Actions to take
a – List every Cossack leader the passage on Cossacks names as notable.
b – Extend the passage on Cossacks and Robert E. Howard, picking up after its final sentence.

Source
begin
If there’s a person who does not find the word stirring and evocative, he (or she) is unlikely to be a Howard fan. Outlaw horsemen of a fierce, independent nature, with their own rules and communities, they thumbed their noses at Tsar and Sultan alike. Their notable leaders included the dashing Lithuanian princeling Dimitri Vishnevetsky, the roaring rebel Bogdan Khmelnitsky, and the explorer and conqueror of Siberia, Yermak Timofeyevich. Harold Lamb treated Cossacks in fiction to good effect. His stories influenced Robert E. Howard.

The mighty Conan, at one stage in his career, led Cossacks in the prehistoric Hyborian world. They were called kozaki by the Turanians there, (a word almost identical to the Polish kazaki.) These wild outlaws sprang from the same sources and situations as the Cossacks of our known history.

On the broad steppes between the Sea of Vilayet and the borders of the easternmost Hyborian kingdoms, a new race had sprung up in the past half-century, formed originally of fleeing criminals, broken men, escaped slaves, and deserting soldiers. They were men of many crimes and countries, some born on the steppes, some fleeing from the kingdoms in the West. They were called kozak, which means wastrel.

Robert E. Howard, “The Devil in Iron”

In our world it meant something like “free men”. These Hyborian kozaki are a thorn in the side of the Turanian monarch, as the sixteenth-century Cossacks were a plague to the Ottomans. They are, in the words of the harassed Turanian satrap in “The Devil in Iron”, robbers of the steppes, with their main territory around the “Zaporoska” River. REH took the name from the sixteenth-century Cossacks of the Zaporizhian Sech, on the lower Dneiper in the Ukraine, a no-man’s land between Russia and the Polish-Lithuanian Commonwealth.

The other main Cossack community of the time was that of the Don Cossacks. They also roamed in disputed, lawless territory, in their case between the Russian state and the Tartar tribes. Many were part Tartar themselves.

They first emerged in the fourteenth to fifteenth century, a melding of runaway serfs, disgruntled soldiers, fugitive criminals and other riff-raff. They formed an organized, disciplined community, as unlikely as that sounds from the raw material. As REH describes it in “The Road of the Eagles”:

It was the only real democracy that ever existed on earth; a democracy where there was no class distinction save that of personal prowess and courage. To the Saporoska Sjetsch came men of all lands and races, leaving their pasts behind, to merge into the new race that was there being evolved. They took new names, entered into new lives.

They lived by fishing, hunting and herding when they were not raiding, but they eschewed farming. Too many of them had been serfs originally, bound to the land. Sowing and tending crops, then reaping them, forced folk to stay in one place and made them vulnerable to the exactions of tyrants. The Cossacks had been there and done that.
end
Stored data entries
begin
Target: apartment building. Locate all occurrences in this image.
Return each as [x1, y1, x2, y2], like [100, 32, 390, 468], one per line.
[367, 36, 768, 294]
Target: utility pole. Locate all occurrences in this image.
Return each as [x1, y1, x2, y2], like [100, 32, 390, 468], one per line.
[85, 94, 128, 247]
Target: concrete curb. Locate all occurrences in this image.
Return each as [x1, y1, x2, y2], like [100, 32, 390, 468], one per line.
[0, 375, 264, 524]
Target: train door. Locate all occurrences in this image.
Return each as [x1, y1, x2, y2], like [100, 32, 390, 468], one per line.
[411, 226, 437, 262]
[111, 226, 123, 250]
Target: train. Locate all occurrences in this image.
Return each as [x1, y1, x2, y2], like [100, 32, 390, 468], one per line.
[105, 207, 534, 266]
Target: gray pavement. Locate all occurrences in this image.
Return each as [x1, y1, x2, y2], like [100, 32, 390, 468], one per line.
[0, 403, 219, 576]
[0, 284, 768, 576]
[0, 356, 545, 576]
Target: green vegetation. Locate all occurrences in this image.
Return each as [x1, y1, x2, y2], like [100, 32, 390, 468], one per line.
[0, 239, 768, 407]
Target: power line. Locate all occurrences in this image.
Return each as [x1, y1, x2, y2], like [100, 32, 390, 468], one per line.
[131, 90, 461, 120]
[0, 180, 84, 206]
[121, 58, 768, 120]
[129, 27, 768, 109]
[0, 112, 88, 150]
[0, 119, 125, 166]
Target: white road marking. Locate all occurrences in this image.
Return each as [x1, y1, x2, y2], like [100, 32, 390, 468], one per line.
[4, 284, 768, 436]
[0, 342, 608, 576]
end
Responses by task
a – Dimitri Vishnevetsky, Bogdan Khmelnitsky, Yermak Timofeyevich

b –
Their horsemanship was astounding. They regarded their horses as companions in battle, not mere animals, and they trained themselves as exactingly as their steeds. They practiced an art called jighitova, or stunt riding, which was a fighting technique as well as equestrian art. Leaning far out of the saddle and shooting – accurately – under his horse’s belly at full gallop was a simple performance to a Cossack. Vaulting into the saddle, riding full-out while standing on the horse’s back, or vaulting over the horse and snatching objects from the ground before vaulting back, were also considered basic. They required great strength, which Cossack boys developed by holding heavy stones between their knees for hours.

A favorite Cossack trick to play on the enemy was lurching backwards as though shot, with the “dead” man’s feet apparently stuck in his stirrups. When enemies pursued the “dead” man on his “runaway” horse, they would unexpectedly find themselves shot by the “corpse” or having their heads cut from their shoulders. A trick that even Cossacks viewed as somewhat difficult and dangerous was diving under a racing horses’ belly and coming up into the saddle on the other side. However, they performed that one as well – and no doubt broke their necks sometimes.

The stamina of men and horses alike was amazing. They could cover seventy or eighty miles in a day with ease, more at need. On campaign they raided swiftly, hitting and disappearing like Mongols or Comanches. Don Cossacks were not the least of the troubles faced by Napoleon’s army as it invaded Russia. He supposedly said that if he had Cossacks in his Grand Army he could conquer China as well as Europe.

Don and Zaporizhian Cossacks were the earliest Cossack communities. Others developed later, in other regions – Volga Cossacks, Terek Cossacks, Siberians and Kubans. (But that’s for next post.) The Zaporizhians were associated with the Polish-Lithuanian Commonwealth – at the time an immense state which rivaled Russia. The notion of recruiting Cossack bands for border service was first officially promoted at the State Council of Lithuania (then a Grand Duchy) in 1524. The idea was shelved due to lack of funds for carrying it out. At a later council (1533) it was raised again by the Major of Cherkasy, who argued forcibly that forts along the Dneiper in the Ukraine, with two thousand soldiers and several hundred cavalrymen at least, were necessary to check Tartar raids. Again, nothing came of it, though the proposal was sound and the measure necessary.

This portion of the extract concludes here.